DATA FOR THIS EXERCISE section start

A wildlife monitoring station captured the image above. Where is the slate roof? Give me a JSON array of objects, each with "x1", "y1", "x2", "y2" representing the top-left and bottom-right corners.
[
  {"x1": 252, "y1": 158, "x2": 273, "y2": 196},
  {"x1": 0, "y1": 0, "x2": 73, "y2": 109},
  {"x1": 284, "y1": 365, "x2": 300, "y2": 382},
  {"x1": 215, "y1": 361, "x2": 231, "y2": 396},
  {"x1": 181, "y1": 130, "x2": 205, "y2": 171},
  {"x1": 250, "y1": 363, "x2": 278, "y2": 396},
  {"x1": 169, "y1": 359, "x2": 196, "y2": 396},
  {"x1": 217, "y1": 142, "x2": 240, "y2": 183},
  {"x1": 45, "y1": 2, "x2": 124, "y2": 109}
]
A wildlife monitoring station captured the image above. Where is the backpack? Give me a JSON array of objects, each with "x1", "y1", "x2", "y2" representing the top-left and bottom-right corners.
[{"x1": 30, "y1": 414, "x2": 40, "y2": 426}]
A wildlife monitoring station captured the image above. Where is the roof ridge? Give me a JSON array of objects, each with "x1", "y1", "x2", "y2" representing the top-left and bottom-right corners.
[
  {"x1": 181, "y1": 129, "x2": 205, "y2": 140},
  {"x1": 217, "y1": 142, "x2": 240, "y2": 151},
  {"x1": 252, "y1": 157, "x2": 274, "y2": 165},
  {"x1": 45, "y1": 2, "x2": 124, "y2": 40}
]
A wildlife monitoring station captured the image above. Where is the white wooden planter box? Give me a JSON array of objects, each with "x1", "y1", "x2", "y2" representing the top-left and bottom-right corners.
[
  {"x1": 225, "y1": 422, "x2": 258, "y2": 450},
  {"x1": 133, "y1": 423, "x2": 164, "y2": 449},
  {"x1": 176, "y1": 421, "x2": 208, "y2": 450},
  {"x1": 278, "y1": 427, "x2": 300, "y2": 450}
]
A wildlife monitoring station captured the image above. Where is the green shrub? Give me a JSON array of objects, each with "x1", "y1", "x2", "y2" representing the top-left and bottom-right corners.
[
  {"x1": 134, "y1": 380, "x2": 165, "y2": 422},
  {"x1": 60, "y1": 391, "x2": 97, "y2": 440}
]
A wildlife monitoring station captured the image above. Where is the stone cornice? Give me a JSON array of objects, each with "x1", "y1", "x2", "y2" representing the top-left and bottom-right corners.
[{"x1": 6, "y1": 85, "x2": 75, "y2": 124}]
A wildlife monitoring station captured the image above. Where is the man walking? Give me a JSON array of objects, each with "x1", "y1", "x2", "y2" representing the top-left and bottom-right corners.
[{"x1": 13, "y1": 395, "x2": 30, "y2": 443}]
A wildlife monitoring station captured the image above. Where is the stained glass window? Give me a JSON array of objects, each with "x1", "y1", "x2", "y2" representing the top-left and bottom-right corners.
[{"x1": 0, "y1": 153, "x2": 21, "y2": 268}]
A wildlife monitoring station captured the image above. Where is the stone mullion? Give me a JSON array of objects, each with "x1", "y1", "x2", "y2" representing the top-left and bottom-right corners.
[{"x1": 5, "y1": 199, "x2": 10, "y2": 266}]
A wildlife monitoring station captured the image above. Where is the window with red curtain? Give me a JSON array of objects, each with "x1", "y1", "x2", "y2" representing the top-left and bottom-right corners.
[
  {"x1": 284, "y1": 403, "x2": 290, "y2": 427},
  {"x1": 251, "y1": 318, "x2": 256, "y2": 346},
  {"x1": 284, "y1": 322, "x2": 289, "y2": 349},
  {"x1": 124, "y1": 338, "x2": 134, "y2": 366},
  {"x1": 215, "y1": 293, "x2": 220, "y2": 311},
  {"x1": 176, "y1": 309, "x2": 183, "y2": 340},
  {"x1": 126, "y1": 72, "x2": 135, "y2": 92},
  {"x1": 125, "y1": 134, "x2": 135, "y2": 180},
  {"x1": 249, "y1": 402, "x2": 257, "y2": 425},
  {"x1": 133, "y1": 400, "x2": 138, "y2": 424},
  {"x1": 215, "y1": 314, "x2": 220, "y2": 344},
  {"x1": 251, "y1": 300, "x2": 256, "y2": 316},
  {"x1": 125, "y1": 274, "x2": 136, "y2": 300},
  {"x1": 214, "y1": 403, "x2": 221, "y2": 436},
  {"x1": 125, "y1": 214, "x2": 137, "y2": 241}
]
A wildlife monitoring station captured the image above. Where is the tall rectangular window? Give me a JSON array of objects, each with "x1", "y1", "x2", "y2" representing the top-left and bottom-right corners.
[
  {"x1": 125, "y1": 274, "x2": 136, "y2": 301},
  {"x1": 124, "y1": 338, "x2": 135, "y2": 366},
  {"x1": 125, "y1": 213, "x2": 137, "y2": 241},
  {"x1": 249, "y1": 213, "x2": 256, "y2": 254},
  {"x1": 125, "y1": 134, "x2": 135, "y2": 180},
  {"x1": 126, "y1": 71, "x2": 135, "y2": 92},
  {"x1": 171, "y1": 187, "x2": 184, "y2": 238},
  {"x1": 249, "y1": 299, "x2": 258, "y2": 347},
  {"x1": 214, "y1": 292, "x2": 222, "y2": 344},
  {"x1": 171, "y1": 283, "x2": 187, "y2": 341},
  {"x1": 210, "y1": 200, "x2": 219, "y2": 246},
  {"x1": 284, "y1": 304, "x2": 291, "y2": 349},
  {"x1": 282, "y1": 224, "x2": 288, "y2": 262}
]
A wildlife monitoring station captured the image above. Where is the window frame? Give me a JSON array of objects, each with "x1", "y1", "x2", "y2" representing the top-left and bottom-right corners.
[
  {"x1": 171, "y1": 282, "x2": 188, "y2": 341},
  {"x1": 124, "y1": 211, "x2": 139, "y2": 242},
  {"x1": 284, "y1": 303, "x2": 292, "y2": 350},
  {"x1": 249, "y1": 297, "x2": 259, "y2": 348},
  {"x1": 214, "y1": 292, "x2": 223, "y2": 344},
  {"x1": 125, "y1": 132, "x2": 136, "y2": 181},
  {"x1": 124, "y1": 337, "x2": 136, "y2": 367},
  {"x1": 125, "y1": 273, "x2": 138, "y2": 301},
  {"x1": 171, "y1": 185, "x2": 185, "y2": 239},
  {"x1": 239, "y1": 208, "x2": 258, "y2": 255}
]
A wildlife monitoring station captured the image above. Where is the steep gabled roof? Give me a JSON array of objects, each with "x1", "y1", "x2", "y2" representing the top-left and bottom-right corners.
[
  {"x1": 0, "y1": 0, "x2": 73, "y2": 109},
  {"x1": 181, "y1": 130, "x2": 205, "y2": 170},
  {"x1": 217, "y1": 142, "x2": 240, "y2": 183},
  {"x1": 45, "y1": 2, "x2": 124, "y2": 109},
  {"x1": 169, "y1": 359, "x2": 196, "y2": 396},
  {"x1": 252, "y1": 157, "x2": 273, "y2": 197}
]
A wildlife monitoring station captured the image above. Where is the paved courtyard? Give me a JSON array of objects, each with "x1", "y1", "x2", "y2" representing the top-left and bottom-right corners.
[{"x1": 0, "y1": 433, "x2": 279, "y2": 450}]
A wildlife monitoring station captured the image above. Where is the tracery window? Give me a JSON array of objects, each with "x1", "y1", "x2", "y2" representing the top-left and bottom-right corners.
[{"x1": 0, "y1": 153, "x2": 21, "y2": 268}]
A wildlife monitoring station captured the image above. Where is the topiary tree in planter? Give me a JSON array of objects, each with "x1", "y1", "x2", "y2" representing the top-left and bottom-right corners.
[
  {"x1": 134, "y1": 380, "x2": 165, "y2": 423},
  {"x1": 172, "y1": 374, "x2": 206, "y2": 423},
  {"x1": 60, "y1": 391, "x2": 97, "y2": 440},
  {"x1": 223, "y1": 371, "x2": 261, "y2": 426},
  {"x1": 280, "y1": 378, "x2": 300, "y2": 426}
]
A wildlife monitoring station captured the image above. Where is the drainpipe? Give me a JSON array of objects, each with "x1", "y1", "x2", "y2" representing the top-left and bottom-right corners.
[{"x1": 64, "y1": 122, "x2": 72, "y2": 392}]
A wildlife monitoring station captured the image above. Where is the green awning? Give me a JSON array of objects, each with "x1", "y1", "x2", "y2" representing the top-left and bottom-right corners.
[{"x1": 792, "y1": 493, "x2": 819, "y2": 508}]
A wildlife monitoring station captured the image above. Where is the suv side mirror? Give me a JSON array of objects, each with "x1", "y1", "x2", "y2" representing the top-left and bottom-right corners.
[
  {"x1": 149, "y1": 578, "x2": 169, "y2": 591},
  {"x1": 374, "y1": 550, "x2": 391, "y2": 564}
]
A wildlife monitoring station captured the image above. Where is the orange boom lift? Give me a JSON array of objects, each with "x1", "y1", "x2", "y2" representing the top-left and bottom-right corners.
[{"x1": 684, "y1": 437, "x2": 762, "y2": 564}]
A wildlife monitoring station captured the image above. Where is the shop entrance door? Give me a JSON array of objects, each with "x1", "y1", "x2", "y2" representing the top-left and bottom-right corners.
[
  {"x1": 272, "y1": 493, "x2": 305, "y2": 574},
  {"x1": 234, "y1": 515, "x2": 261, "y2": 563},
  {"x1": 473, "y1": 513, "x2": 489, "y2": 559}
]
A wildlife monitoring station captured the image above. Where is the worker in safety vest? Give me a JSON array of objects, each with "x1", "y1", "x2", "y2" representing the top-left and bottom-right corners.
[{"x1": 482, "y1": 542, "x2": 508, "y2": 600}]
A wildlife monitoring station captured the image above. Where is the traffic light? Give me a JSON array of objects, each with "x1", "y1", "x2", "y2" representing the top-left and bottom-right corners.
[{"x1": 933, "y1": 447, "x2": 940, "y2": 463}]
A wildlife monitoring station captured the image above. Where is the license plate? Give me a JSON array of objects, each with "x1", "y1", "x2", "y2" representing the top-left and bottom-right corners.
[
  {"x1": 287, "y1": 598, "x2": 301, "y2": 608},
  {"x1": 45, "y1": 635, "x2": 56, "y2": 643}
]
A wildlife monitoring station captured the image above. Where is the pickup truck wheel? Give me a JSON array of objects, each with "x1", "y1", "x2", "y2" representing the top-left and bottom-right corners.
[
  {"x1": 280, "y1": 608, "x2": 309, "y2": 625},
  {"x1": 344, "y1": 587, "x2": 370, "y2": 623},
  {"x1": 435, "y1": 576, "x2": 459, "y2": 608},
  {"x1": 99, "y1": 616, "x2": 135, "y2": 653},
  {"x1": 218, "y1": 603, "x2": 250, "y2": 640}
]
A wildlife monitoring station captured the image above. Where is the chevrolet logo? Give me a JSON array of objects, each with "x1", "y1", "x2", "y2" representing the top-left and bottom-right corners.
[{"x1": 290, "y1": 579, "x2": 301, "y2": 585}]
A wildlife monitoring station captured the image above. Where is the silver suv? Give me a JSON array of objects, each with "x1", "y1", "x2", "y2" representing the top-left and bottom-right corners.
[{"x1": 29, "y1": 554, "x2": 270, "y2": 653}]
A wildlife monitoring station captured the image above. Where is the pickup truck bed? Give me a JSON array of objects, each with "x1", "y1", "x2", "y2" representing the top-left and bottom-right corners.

DATA FOR THIS EXERCISE section end

▸ EXERCISE
Lines from the one containing "is the traffic" through the final line of the entries above are to be output exactly; omit all others.

▸ WRITTEN SOLUTION
A wildlife monitoring station captured the image above. Where is the traffic light? Give me a JSON array of objects, each with "x1", "y1", "x2", "y2" representing the top-left and bottom-right corners.
[{"x1": 933, "y1": 447, "x2": 940, "y2": 463}]
A wildlife monitoring station captured the image above. Where is the license plate? Give me a JSON array of objects, each with "x1", "y1", "x2", "y2" representing the top-left and bottom-right corners.
[
  {"x1": 287, "y1": 598, "x2": 301, "y2": 608},
  {"x1": 45, "y1": 635, "x2": 56, "y2": 643}
]
A wildlife monitoring station captured the image above. Where is the pickup truck wheel? Give me a JSON array of objects, each with "x1", "y1", "x2", "y2" representing the top-left and bottom-right corners.
[
  {"x1": 280, "y1": 608, "x2": 309, "y2": 625},
  {"x1": 344, "y1": 587, "x2": 370, "y2": 623},
  {"x1": 435, "y1": 576, "x2": 459, "y2": 608},
  {"x1": 99, "y1": 616, "x2": 135, "y2": 653},
  {"x1": 218, "y1": 603, "x2": 250, "y2": 640}
]
A wildlife monitoring station captured the image above. Where is the chevrolet logo? Give me a JSON array of objects, each with "x1", "y1", "x2", "y2" representing the top-left and bottom-right corners.
[{"x1": 290, "y1": 579, "x2": 301, "y2": 585}]
A wildlife monitoring station captured the image above. Where is the silver suv? Give me a JSON array of objects, each with "x1", "y1", "x2", "y2" representing the top-left and bottom-right corners.
[{"x1": 29, "y1": 554, "x2": 270, "y2": 653}]
A wildlife monitoring station captured the image above. Where is the pickup truck bed? Give me a JSON array of objects, each with "x1", "y1", "x2", "y2" representing the top-left and bottom-right corners.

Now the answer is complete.